RECORDS PROVIDED -

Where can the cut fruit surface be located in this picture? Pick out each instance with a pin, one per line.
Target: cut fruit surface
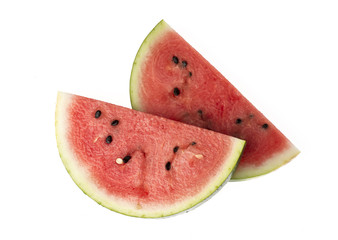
(140, 164)
(171, 79)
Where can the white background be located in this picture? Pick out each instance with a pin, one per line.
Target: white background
(282, 55)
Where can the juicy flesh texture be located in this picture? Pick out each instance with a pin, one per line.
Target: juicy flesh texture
(149, 141)
(206, 99)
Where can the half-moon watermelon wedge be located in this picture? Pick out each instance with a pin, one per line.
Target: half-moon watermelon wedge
(171, 79)
(139, 164)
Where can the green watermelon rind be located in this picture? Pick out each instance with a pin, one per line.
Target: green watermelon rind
(160, 28)
(81, 176)
(275, 162)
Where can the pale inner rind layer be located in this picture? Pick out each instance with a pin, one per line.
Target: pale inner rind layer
(83, 179)
(276, 161)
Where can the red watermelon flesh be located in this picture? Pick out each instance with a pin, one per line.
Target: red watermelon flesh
(171, 79)
(139, 164)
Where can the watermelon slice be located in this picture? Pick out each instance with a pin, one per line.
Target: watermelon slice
(139, 164)
(187, 88)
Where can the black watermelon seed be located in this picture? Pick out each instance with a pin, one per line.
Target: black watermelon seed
(168, 166)
(109, 139)
(126, 158)
(115, 122)
(176, 91)
(97, 114)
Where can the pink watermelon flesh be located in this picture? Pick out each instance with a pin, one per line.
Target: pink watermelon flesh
(139, 164)
(171, 79)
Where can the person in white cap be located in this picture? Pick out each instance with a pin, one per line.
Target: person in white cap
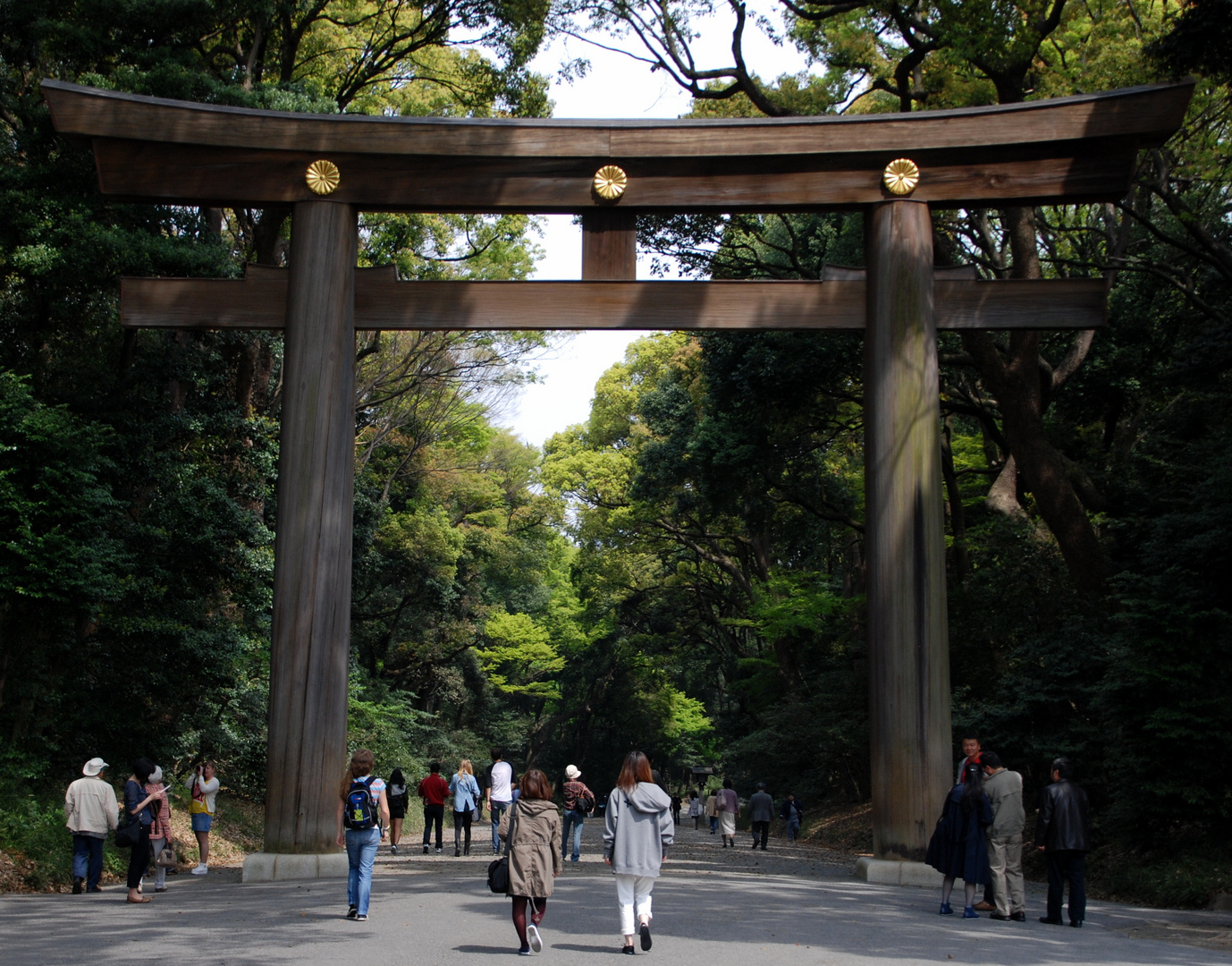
(160, 832)
(578, 802)
(91, 809)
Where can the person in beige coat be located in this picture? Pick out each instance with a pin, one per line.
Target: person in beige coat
(535, 855)
(91, 811)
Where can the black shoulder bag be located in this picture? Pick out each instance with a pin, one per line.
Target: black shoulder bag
(498, 869)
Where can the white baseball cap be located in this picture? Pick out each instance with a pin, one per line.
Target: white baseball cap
(94, 767)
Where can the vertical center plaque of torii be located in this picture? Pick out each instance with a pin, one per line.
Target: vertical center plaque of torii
(892, 166)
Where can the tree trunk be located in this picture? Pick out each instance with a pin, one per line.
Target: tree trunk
(1016, 382)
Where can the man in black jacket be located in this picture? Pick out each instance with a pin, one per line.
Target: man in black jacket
(1063, 833)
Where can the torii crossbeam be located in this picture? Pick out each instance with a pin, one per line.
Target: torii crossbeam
(893, 166)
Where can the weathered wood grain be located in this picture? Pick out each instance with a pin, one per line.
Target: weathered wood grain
(382, 302)
(609, 245)
(905, 540)
(1147, 114)
(137, 170)
(309, 646)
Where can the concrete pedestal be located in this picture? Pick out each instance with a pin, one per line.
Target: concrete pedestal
(266, 867)
(890, 872)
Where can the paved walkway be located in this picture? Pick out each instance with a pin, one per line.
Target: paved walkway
(785, 907)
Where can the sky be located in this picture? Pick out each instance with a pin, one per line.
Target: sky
(570, 371)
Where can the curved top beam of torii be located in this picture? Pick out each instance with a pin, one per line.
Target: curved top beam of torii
(1068, 149)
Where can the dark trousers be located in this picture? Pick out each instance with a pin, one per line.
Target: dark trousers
(434, 815)
(139, 859)
(1067, 864)
(462, 821)
(88, 859)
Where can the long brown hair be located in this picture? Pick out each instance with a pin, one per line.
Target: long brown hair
(361, 764)
(636, 767)
(535, 785)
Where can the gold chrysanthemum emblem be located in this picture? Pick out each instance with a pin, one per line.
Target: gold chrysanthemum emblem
(323, 176)
(610, 182)
(901, 176)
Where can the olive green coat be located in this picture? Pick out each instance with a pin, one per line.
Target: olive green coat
(535, 852)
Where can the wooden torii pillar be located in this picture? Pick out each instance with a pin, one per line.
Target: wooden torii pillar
(893, 166)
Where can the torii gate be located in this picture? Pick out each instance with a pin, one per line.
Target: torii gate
(892, 166)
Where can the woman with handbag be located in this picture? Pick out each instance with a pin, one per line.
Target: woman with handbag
(400, 797)
(531, 828)
(137, 805)
(637, 832)
(465, 790)
(160, 829)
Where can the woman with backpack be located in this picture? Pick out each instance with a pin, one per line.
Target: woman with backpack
(137, 802)
(958, 848)
(362, 811)
(465, 789)
(400, 797)
(637, 832)
(531, 828)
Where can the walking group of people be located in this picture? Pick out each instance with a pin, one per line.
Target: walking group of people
(978, 838)
(638, 827)
(722, 809)
(91, 811)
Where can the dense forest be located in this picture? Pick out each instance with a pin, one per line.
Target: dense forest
(681, 571)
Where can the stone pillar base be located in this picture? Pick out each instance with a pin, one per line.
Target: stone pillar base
(880, 870)
(266, 867)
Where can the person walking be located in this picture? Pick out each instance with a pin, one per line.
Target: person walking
(792, 815)
(532, 831)
(578, 802)
(434, 790)
(958, 848)
(362, 811)
(1004, 792)
(465, 790)
(160, 829)
(137, 802)
(729, 807)
(1062, 833)
(400, 799)
(204, 792)
(713, 811)
(637, 833)
(760, 815)
(90, 811)
(695, 807)
(498, 792)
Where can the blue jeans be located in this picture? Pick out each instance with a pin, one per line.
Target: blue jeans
(497, 809)
(88, 859)
(361, 852)
(574, 819)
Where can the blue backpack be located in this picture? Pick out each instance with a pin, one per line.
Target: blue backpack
(359, 813)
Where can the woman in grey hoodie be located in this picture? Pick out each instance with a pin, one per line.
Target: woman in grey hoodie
(637, 832)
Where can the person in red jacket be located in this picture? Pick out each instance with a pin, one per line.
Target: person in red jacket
(434, 790)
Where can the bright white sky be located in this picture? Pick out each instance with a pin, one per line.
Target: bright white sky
(616, 87)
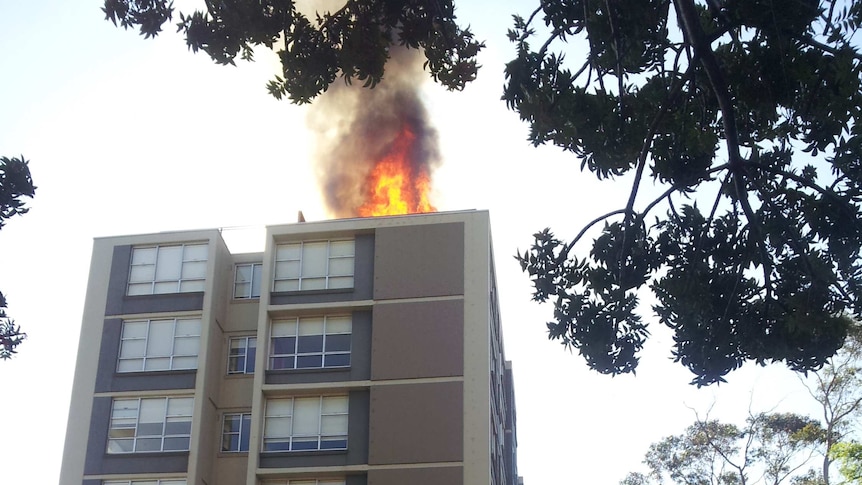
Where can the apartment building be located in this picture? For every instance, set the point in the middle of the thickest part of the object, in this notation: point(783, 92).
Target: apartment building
point(348, 352)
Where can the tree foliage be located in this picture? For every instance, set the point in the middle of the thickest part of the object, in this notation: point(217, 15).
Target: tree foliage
point(15, 184)
point(837, 388)
point(747, 116)
point(352, 42)
point(849, 456)
point(772, 448)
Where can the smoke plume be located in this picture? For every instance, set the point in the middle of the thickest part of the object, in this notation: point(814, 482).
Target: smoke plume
point(356, 127)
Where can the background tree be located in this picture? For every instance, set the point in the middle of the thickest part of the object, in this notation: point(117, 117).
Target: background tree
point(770, 449)
point(849, 456)
point(746, 115)
point(15, 183)
point(352, 42)
point(837, 388)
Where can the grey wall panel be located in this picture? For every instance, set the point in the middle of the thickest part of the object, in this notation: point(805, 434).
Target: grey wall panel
point(418, 339)
point(357, 442)
point(419, 261)
point(360, 359)
point(98, 462)
point(363, 280)
point(416, 423)
point(417, 476)
point(120, 304)
point(357, 480)
point(108, 380)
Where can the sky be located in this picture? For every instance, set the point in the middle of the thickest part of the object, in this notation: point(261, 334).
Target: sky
point(127, 136)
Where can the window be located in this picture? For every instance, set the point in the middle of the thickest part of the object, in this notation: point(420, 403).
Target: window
point(155, 481)
point(314, 265)
point(235, 432)
point(241, 355)
point(178, 268)
point(166, 344)
point(143, 425)
point(305, 482)
point(306, 423)
point(246, 282)
point(310, 342)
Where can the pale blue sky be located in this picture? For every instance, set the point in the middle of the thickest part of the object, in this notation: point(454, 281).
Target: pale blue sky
point(130, 136)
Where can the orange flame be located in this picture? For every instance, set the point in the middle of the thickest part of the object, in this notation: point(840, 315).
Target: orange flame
point(393, 187)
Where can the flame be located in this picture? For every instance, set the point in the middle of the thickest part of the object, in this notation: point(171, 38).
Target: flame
point(393, 186)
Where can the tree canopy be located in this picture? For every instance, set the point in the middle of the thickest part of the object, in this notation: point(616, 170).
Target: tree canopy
point(15, 184)
point(744, 113)
point(746, 116)
point(352, 42)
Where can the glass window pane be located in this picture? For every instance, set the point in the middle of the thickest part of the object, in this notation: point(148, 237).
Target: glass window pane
point(130, 365)
point(191, 326)
point(177, 443)
point(287, 251)
point(284, 328)
point(286, 285)
point(338, 324)
point(277, 363)
point(283, 345)
point(341, 267)
point(181, 406)
point(144, 273)
point(165, 287)
point(186, 346)
point(161, 338)
point(140, 289)
point(169, 263)
point(192, 285)
point(133, 348)
point(152, 411)
point(313, 283)
point(144, 255)
point(309, 361)
point(194, 270)
point(333, 425)
point(279, 407)
point(195, 252)
point(306, 412)
point(336, 360)
point(334, 404)
point(338, 343)
point(341, 282)
point(314, 256)
point(311, 326)
point(185, 363)
point(310, 343)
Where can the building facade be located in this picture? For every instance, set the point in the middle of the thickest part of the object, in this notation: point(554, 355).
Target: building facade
point(349, 352)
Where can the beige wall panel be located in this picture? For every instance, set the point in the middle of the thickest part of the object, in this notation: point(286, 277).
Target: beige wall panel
point(416, 423)
point(236, 392)
point(417, 476)
point(419, 261)
point(417, 339)
point(242, 316)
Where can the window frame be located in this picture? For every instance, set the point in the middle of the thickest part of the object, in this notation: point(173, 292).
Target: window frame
point(147, 481)
point(248, 360)
point(147, 338)
point(274, 439)
point(282, 278)
point(306, 481)
point(256, 279)
point(122, 417)
point(297, 354)
point(244, 432)
point(139, 276)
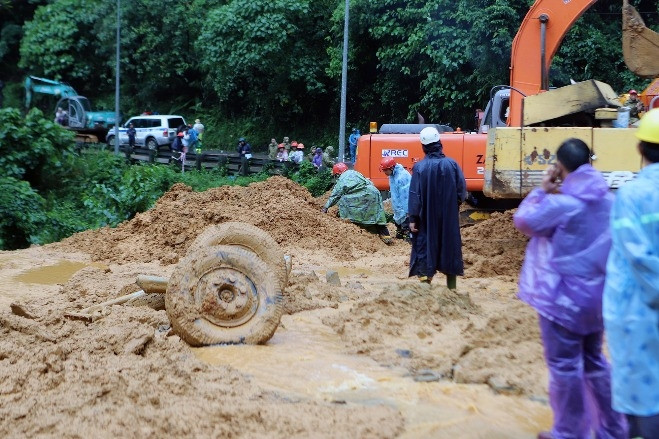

HOW TO COMPLETE THIS TASK - The data above holds the lines to copy: start at the one with "Where can the blue jeans", stop at the one with "Where can the grey", include both, copy them exactly without pictures, and copy nothing else.

RESPONSE TO THIS TASK -
Where can the blue jeans be located in this picture? Pick out each instance with a pin, one per line.
Target: blue jeans
(497, 809)
(88, 859)
(361, 852)
(574, 819)
Where can the blue backpack be located in this picture? Pick out each instance with a pin, one per line.
Target: blue backpack
(359, 813)
Where can the woman in grey hoodie be located in this picture? Pick out each instance with a pin, one per line.
Target: woman in grey hoodie
(637, 832)
Where can the person in red jacket be located in this picture? Pick out each instance with a pin, one per line.
Target: person in red jacket
(434, 790)
Where can the bright white sky be located in this picture? Pick out each instance with a pin, one per line.
Target: bright white sky
(616, 87)
Where can the apartment building be located in this picture? For every instance, set the point in the middle of the thickest part of the object, in this notation: point(783, 92).
Target: apartment building
point(348, 352)
Where can the tree foliage be located in this picture? For every instance, set the point in the middle of the thickest part of the object, in this notation: point(217, 15).
Target: tree foliage
point(15, 184)
point(837, 388)
point(747, 116)
point(352, 42)
point(849, 456)
point(772, 448)
Where can the smoke plume be located in this picture? For every instance, set the point in the middle of the thickest part of the object, in this notation: point(814, 482).
Target: smoke plume
point(356, 127)
Where can the background tree be located in this picture? For every instance, set the point in the middle of the thickest part of the object, in this notation: point(117, 117).
Target: background tree
point(770, 449)
point(849, 456)
point(746, 115)
point(15, 183)
point(352, 42)
point(837, 388)
Where can the grey wall panel be located in this picture? For every instance, set the point in the middle of the thickest part of the object, in this notation: point(805, 434).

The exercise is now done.